Stored data entries
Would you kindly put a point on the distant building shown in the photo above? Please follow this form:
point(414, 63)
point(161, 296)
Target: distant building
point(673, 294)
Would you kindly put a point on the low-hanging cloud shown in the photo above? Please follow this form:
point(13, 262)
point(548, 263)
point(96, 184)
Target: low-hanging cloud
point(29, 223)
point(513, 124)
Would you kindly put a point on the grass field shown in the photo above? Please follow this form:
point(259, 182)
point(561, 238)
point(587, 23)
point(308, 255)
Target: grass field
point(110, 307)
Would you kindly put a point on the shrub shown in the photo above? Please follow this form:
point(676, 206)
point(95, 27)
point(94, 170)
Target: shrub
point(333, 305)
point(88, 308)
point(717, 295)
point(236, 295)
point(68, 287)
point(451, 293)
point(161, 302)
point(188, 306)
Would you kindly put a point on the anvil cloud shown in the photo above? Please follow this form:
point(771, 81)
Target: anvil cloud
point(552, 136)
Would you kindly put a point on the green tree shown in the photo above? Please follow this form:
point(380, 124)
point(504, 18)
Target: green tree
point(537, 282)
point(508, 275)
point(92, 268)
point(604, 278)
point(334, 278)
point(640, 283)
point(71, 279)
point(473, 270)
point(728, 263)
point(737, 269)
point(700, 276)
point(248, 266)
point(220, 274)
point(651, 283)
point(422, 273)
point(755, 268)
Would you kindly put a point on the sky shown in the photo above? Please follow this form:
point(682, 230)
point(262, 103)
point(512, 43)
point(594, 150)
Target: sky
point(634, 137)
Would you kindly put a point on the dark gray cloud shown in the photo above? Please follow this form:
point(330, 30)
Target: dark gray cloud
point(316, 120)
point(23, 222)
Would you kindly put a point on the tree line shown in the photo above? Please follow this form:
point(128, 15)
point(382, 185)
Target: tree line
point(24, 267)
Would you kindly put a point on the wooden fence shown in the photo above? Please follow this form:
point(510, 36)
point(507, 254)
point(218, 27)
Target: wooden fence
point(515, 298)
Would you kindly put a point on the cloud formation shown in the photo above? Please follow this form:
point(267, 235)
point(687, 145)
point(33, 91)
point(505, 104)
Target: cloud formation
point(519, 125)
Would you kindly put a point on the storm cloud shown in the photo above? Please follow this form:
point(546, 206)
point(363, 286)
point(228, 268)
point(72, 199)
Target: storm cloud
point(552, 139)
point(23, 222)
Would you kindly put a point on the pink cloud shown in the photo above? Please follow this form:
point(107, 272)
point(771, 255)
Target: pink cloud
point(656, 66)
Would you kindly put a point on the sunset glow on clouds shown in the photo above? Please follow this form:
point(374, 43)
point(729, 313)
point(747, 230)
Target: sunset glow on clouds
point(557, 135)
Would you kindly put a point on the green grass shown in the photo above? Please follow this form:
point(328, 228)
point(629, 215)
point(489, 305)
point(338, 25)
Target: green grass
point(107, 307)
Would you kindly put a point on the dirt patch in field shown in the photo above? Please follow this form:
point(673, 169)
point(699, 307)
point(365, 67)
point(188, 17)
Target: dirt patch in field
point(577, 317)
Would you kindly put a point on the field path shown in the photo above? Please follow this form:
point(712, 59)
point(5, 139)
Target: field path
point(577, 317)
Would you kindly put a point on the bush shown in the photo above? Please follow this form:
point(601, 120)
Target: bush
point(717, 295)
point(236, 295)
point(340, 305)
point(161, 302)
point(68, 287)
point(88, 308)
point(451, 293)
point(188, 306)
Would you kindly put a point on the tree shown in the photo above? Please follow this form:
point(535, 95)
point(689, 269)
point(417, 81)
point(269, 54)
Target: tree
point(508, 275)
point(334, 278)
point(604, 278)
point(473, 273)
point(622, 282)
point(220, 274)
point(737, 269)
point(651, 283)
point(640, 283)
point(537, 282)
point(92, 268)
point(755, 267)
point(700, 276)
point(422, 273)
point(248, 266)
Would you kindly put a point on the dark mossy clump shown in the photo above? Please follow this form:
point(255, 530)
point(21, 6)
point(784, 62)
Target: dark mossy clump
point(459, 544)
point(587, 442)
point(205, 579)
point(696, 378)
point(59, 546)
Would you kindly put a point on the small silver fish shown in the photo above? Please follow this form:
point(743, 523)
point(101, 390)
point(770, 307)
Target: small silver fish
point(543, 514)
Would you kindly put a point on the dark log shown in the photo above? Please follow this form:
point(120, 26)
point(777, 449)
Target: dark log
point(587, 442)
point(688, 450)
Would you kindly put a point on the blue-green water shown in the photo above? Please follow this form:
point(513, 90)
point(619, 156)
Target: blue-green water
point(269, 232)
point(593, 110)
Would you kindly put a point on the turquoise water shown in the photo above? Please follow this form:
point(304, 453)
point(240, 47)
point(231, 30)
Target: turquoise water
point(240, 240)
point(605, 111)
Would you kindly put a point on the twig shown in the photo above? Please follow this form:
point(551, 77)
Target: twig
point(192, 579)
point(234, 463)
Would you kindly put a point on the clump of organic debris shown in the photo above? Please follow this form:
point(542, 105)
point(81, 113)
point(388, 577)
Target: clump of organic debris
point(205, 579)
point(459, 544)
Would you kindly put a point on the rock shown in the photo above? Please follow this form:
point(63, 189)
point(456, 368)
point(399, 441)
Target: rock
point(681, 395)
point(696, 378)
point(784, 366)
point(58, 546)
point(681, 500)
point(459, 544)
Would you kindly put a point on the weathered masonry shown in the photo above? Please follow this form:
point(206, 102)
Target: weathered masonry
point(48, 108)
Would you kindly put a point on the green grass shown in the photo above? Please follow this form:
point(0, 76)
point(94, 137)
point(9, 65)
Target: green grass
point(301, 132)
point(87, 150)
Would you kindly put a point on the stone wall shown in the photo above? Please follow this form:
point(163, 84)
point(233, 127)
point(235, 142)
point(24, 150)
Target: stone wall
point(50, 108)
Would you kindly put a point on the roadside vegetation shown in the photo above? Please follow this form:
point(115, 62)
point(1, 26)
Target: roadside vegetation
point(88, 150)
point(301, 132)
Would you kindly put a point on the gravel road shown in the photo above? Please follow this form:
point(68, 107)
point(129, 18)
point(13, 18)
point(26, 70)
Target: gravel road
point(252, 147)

> YOUR TASK
Output every record without changing any wording.

> SOLUTION TO THE EXERCISE
Would you kindly put a point on the distant building shown in the photo above? Please follow this form:
point(414, 63)
point(161, 296)
Target: distant building
point(673, 294)
Would you kindly put a point on the low-hanging cloud shown in the photo above? Please follow this form:
point(13, 262)
point(548, 263)
point(96, 184)
Target: low-hanging cloud
point(29, 223)
point(513, 124)
Would you kindly put a point on the grass field shown in the photo above? Please follow this form:
point(259, 182)
point(561, 238)
point(587, 23)
point(308, 255)
Target: grass field
point(110, 307)
Would you kindly put a point on the shrub shown in the photo above? Please follow this form:
point(676, 206)
point(95, 27)
point(94, 170)
Target: shrub
point(333, 305)
point(88, 308)
point(717, 295)
point(236, 295)
point(68, 287)
point(451, 293)
point(161, 302)
point(188, 306)
Would you kindly put a point on the anvil cloud shown in the photo above? Please follow this form:
point(771, 81)
Target: anvil cloud
point(552, 136)
Would you kindly put a point on the green tree shown in the photo above? Please follow this form:
point(380, 124)
point(504, 18)
Target: green tree
point(537, 282)
point(508, 275)
point(92, 268)
point(604, 278)
point(334, 278)
point(640, 283)
point(71, 279)
point(473, 270)
point(728, 263)
point(737, 269)
point(700, 276)
point(248, 266)
point(220, 274)
point(651, 283)
point(422, 273)
point(755, 268)
Would you kindly put a point on the sky shown in the photo above? Please follow this form:
point(682, 230)
point(262, 103)
point(512, 43)
point(594, 150)
Target: sky
point(634, 137)
Would you kindly put a point on the dark gray cloud shown in the photo above? Please follow this form:
point(330, 30)
Target: dark gray cloud
point(316, 120)
point(23, 222)
Would you kindly put a point on the tree line shown in the photo above? Please follow this form:
point(128, 15)
point(382, 185)
Target: tree line
point(24, 267)
Would you kindly put a point on the wooden fence shown in the photo above? Please follow this form:
point(510, 36)
point(507, 254)
point(218, 27)
Target: wooden fence
point(515, 298)
Would you kindly put a point on the cloud formation shown in the photo above? Please follow this form:
point(267, 235)
point(687, 145)
point(33, 91)
point(505, 104)
Target: cloud formation
point(519, 125)
Would you kindly put a point on the storm cloud shown in the photo above? Please follow this form:
point(546, 206)
point(363, 286)
point(228, 268)
point(72, 199)
Target: storm cloud
point(552, 139)
point(23, 222)
Would you kindly put a point on the pink cloud shown in the photo above? Please follow this form:
point(107, 272)
point(771, 255)
Target: pink cloud
point(656, 66)
Would you kindly put a point on the sunset glow on clouds shown in the photo above? Please follow this form:
point(374, 43)
point(729, 313)
point(747, 230)
Target: sunset glow on clouds
point(557, 135)
Would you kindly put a point on the green grass shown in the photo above? Please follow this form:
point(328, 228)
point(629, 215)
point(489, 305)
point(338, 25)
Target: green grass
point(107, 307)
Would you kindly put a point on the dirt patch in field shown in the photo above? Please follow this form:
point(673, 169)
point(699, 307)
point(365, 67)
point(188, 17)
Target: dirt patch in field
point(577, 317)
Would you kindly put a point on the field path shown in the photo above? Please follow this form:
point(712, 59)
point(5, 139)
Target: field path
point(577, 317)
Would you kindly put a point on the bush shown in the photo above? Please follow this form:
point(601, 120)
Target: bush
point(717, 295)
point(236, 295)
point(340, 305)
point(161, 302)
point(68, 287)
point(88, 308)
point(451, 293)
point(188, 306)
Would you kindly put a point on the tree shown in the photo above? Please follow this form:
point(535, 95)
point(689, 269)
point(417, 81)
point(269, 54)
Target: tree
point(508, 275)
point(334, 278)
point(604, 278)
point(473, 273)
point(622, 282)
point(220, 274)
point(737, 269)
point(651, 283)
point(640, 283)
point(537, 282)
point(92, 268)
point(755, 267)
point(700, 276)
point(422, 273)
point(248, 266)
Would you kindly put a point on the dark mossy clump shown in the photo above? Please follow this form:
point(255, 530)
point(21, 6)
point(784, 62)
Target: dark mossy clump
point(459, 544)
point(587, 442)
point(205, 579)
point(696, 378)
point(59, 546)
Would you kindly put a point on the small silver fish shown in the photo above? Please follow this form:
point(743, 523)
point(101, 390)
point(770, 307)
Target: small silver fish
point(543, 514)
Would you kindly put a point on the dark log shown in the photo above? Please follow this form:
point(120, 26)
point(777, 449)
Target: dark log
point(587, 442)
point(688, 450)
Would you kindly put a point on the blue-green water shown in the photo above? Please follow this form:
point(513, 90)
point(619, 156)
Target: blue-green water
point(269, 232)
point(593, 110)
Would you kindly put a point on the turquoise water shown in the photo above? Please follow this form:
point(304, 453)
point(240, 47)
point(231, 30)
Target: turquoise water
point(240, 240)
point(605, 111)
Would you kindly put a point on the twig shown in the photo above? Please follow this form:
point(551, 77)
Target: twig
point(192, 579)
point(234, 463)
Would you kindly put a point on the clump of organic debris shown in the photo above? Please follow this form:
point(542, 105)
point(81, 113)
point(388, 577)
Target: clump of organic debris
point(205, 579)
point(459, 544)
Would you kindly put a point on the rock shown in the photo above? Please follow this form:
point(63, 189)
point(456, 368)
point(399, 441)
Target: rock
point(681, 395)
point(696, 378)
point(784, 366)
point(58, 546)
point(681, 500)
point(459, 544)
Would you kindly put a point on the weathered masonry shown in the photo above? Please follow this form:
point(206, 102)
Target: weathered masonry
point(48, 108)
Would you kindly put a point on the green grass shown in the photo above? Please follow this form:
point(0, 76)
point(94, 137)
point(9, 65)
Target: green grass
point(301, 132)
point(87, 150)
Would you kindly put a point on the stone wall shown in the photo above? Please follow this form:
point(163, 84)
point(233, 127)
point(235, 142)
point(24, 150)
Target: stone wall
point(50, 108)
Would you kindly put a point on the roadside vegetation shown in the photo above? Please follow this form:
point(115, 62)
point(1, 26)
Target: roadside vegetation
point(88, 150)
point(301, 132)
Would you kindly put a point on the gravel road shown in the photo above? Please follow this form:
point(68, 107)
point(129, 18)
point(13, 18)
point(26, 70)
Target: gravel road
point(252, 147)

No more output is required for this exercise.